== Supplied records ==

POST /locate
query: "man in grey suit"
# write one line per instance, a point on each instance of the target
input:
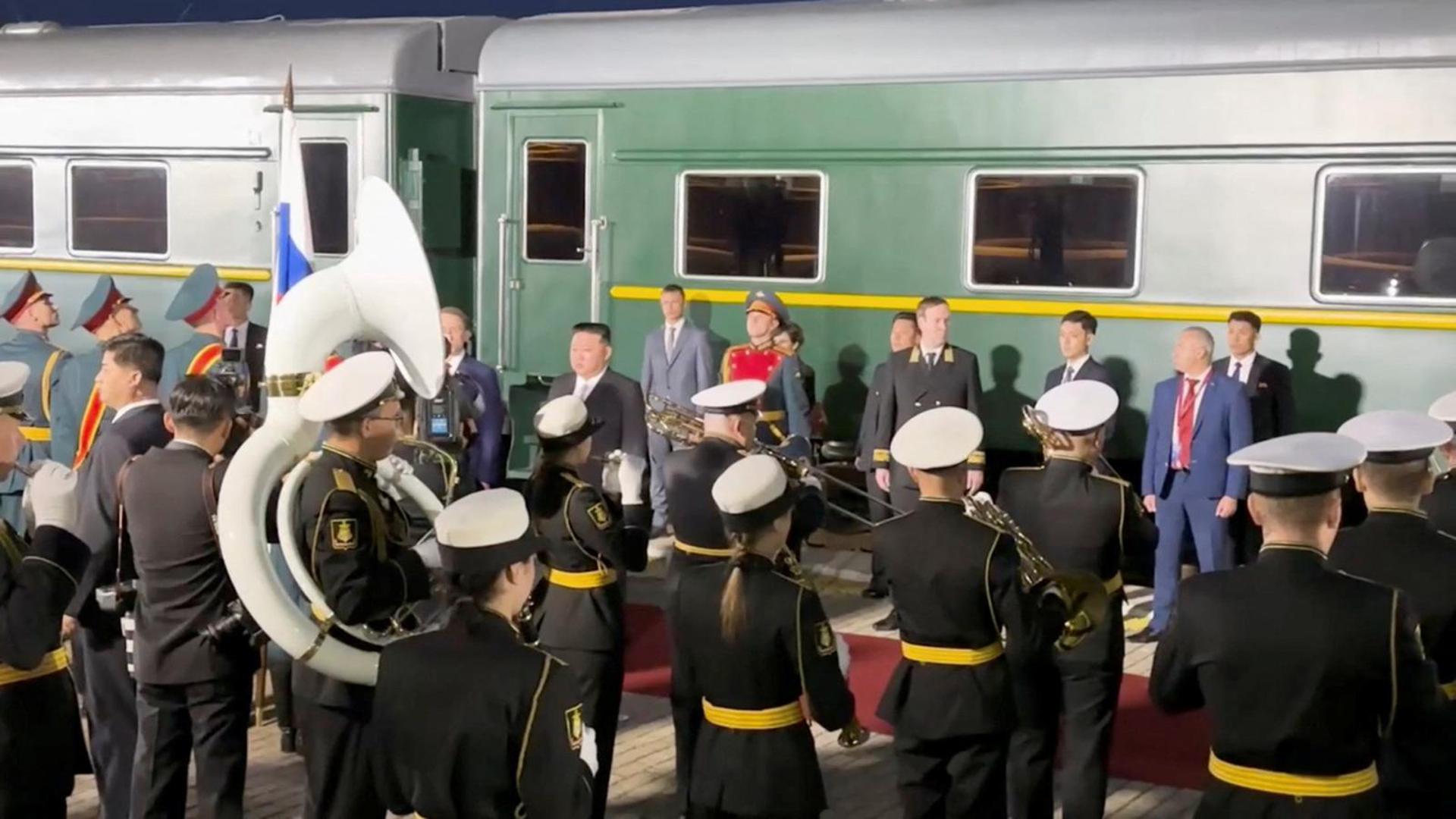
(676, 365)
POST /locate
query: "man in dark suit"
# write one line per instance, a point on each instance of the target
(243, 334)
(485, 455)
(610, 398)
(130, 369)
(1199, 417)
(191, 682)
(903, 335)
(676, 365)
(1272, 410)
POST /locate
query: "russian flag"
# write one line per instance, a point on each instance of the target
(293, 257)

===

● What the task asks
Write out every line of the rows above again, requests included, with each point coordinate in the answers multiplied by 1.65 and rounded to a whole number, halves going up. Leave the pictures out.

● Solution
POST /locate
query: "man in grey suit"
# write one line per instance, a point on each instance of the target
input:
(1115, 602)
POST /locate
query: "man in dark suit"
# write one line per instance, a point on each instance of the target
(401, 551)
(800, 751)
(1007, 657)
(215, 609)
(1978, 688)
(315, 1125)
(1490, 553)
(1115, 602)
(2099, 677)
POST /locate
query: "russian flag"
# write one line per instance, a point on each instance of the target
(483, 424)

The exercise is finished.